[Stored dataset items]
********************

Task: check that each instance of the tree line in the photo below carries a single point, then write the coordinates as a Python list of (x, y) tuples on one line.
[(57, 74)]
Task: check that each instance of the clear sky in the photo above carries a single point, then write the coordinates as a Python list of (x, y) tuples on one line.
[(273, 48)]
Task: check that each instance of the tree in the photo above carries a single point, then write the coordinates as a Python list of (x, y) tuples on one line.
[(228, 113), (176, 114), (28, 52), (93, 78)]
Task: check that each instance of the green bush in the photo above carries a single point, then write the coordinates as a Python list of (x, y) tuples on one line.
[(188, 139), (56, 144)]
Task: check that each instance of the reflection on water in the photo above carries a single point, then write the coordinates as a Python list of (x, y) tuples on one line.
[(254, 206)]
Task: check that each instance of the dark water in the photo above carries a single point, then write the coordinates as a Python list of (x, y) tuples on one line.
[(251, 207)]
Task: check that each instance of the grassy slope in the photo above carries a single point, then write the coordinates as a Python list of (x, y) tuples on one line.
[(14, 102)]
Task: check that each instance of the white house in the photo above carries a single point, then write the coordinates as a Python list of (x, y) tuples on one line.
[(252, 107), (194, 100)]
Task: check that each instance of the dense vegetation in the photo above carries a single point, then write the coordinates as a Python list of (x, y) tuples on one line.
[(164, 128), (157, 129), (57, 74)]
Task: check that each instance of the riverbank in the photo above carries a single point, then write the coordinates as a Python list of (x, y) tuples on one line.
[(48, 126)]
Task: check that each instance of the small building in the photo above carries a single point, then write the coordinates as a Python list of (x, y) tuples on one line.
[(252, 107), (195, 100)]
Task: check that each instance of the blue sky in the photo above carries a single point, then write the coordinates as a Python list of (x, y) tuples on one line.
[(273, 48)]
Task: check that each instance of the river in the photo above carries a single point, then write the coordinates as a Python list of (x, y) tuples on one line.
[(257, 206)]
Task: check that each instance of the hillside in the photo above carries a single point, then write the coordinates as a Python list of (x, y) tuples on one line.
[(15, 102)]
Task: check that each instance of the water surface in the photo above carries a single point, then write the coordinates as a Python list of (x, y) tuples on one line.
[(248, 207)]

********************

• [To be done] Copy out all the records above, replacing "coordinates" with "positions" each time it occurs and keeping every other word as it is.

• [Result of the task]
Task: check that each instance of the tree line in the photo below carries a single point, then write the positions as a Python list of (x, y) tuples on one line.
[(57, 74)]
Task: check that each instance of the clear sky in the photo above carries a single point, then write the positions as a Python list of (x, y) tuples on one line.
[(273, 48)]
Task: check that each instance of the tree in the photo above carries a single point, then write the positions as a Python list of (x, y) tuples on one line.
[(228, 113), (176, 114), (28, 52), (93, 78)]
Task: check that each instance of the green bush in the photo above carries a single point, then write the positions as a Python list of (x, y) tuples on one line.
[(188, 139), (56, 144)]
Task: check that each instance of the reflection on water in the photo above carries a single point, then write the positions as a Python list of (x, y) tuples on one line.
[(254, 206)]
Task: check that each instance of the dark water in the photo above carries a single point, then write the positions as a Python list of (x, y) tuples on one line.
[(251, 207)]
Task: check that each instance of the grassy slope in the photo above carries a single point, then write the positions as a Python list of (x, y) tuples on one line.
[(14, 102)]
Task: check that each instance of the white house in the photo above carries a single point, then write the positions as a Python list of (x, y) tuples on one line.
[(252, 107), (194, 100)]
Task: check that each instance of the dense vegetation in the photo above carries a single point, then write the positions as a Python list of (x, y) tuples on one line.
[(164, 128), (157, 129), (57, 74)]
Task: check that each instance of the riverbank in the photo above carries a single point, then write the positions as a Python list of (x, y) tuples on one line.
[(48, 126)]
Task: check that each instance of the small building in the photo above carries a single point, then write the positions as a Python list of (x, y) tuples on one line.
[(252, 107), (195, 100)]
Task: check that each instance of the blue sky in the photo above carries a single point, then write the positions as a Python list of (x, y) tuples on one line.
[(273, 48)]
Task: check that each instance of the river in the photo above carries a single point, then write the positions as a Python list of (x, y) tuples on one line.
[(257, 206)]
Task: check that each instance of the hillside in the photo above carries a single point, then write the positions as a Python list of (x, y) tuples on one line.
[(15, 102)]
Task: check that each instance of the water surface in the photo above carries a single point, then write the positions as a Python list of (x, y) tuples on one line.
[(248, 207)]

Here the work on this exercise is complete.